» **TASK REQUIREMENTS**:
1. In the comment thread, when is RepositoryWatcher loaded and started?
2. Name every module or source file that the comment thread mentions by name.
3. Reproduce word for word the stretch of the comment thread from "Thank you! Gonna" through "remote_repository_url is provided.".

» **READING PASSAGE**:
※

Thank you! Gonna check it out by the weekend.

alfredbaudisch commented 3 years ago

@rockchalkwushock I committed the final changes needed to make the feature work. My changes also answer your last questions.

I greatly simplified repository_providers/git.ex, and added the necessary fixes/additions to make it correctly work with :root_path and with the existing path/non-existing conditions.

RepositoryWatcher is loaded and started only in case a remote_repository_url is provided.

FileWatcher correctly ignores .git files and do not send files to be rebuilt in case of no changes in the content itself.

Do you want to add something more? If no, then it is ready to be merged.

The CI build fail is not related to this feature, so we can ignore it.

rockchalkwushock commented 3 years ago

@alfredbaudisch looking at this now

rockchalkwushock commented 3 years ago

@alfredbaudisch everything looks great! Good catch with the hidden files I had not considered that. I also was racking my brain with how to conditionally start the RepositoryWatcher if no remote_url was provided. My JavaScript brain kept saying if/else...still learning how to think the "Elixir Way". Thanks for all your help with getting this to the finish line.

Merge when ready

alfredbaudisch commented 3 years ago

@rockchalkwushock well done. Published https://hex.pm/packages/pardall_markdown/0.4.0 - you are also mentioned in the README and the README has instructions regarding to this new feature.

※

» **SUPPLIED ENTRIES**:
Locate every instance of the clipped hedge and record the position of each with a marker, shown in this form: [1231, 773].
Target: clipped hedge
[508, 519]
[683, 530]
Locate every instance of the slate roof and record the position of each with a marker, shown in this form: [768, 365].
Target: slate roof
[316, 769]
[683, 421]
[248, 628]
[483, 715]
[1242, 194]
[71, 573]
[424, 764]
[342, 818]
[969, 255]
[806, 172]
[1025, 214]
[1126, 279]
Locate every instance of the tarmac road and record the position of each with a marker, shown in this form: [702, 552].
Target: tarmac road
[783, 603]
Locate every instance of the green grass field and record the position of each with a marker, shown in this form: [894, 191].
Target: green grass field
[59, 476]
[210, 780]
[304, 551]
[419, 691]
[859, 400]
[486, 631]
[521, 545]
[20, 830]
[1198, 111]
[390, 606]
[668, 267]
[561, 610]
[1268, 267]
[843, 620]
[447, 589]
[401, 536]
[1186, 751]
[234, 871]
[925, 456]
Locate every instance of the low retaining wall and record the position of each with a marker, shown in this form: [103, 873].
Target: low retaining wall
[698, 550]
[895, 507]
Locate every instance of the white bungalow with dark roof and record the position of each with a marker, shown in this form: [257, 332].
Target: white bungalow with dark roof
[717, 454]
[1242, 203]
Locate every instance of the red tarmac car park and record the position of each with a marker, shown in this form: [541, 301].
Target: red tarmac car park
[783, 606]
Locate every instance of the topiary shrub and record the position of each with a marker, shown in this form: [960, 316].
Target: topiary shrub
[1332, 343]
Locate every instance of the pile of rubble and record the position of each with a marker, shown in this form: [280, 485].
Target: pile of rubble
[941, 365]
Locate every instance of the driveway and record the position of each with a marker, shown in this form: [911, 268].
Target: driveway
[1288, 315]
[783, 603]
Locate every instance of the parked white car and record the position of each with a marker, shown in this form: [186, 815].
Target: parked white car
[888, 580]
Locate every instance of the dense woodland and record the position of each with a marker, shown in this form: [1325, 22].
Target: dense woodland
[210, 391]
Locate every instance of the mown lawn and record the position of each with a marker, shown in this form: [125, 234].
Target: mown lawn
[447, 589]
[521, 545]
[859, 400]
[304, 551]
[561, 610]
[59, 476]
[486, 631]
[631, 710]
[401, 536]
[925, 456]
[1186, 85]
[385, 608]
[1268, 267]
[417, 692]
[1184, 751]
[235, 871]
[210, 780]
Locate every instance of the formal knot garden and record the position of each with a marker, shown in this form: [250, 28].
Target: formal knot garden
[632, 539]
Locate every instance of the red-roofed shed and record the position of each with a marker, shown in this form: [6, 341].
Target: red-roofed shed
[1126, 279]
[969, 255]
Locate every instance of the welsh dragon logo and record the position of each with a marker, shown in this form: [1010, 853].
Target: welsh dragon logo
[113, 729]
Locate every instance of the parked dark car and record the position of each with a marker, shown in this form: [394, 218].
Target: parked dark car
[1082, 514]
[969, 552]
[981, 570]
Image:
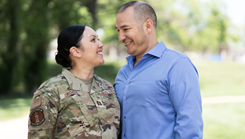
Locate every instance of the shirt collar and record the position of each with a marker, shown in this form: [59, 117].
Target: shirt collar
[156, 51]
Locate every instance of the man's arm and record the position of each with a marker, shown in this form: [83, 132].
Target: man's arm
[184, 92]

※

» **WRITTEN ANSWERS**:
1. Only when a remote_repository_url is provided.

2. repository_providers/git.ex, RepositoryWatcher, FileWatcher

3.
Thank you! Gonna check it out by the weekend.

alfredbaudisch commented 3 years ago

@rockchalkwushock I committed the final changes needed to make the feature work. My changes also answer your last questions.

I greatly simplified repository_providers/git.ex, and added the necessary fixes/additions to make it correctly work with :root_path and with the existing path/non-existing conditions.

RepositoryWatcher is loaded and started only in case a remote_repository_url is provided.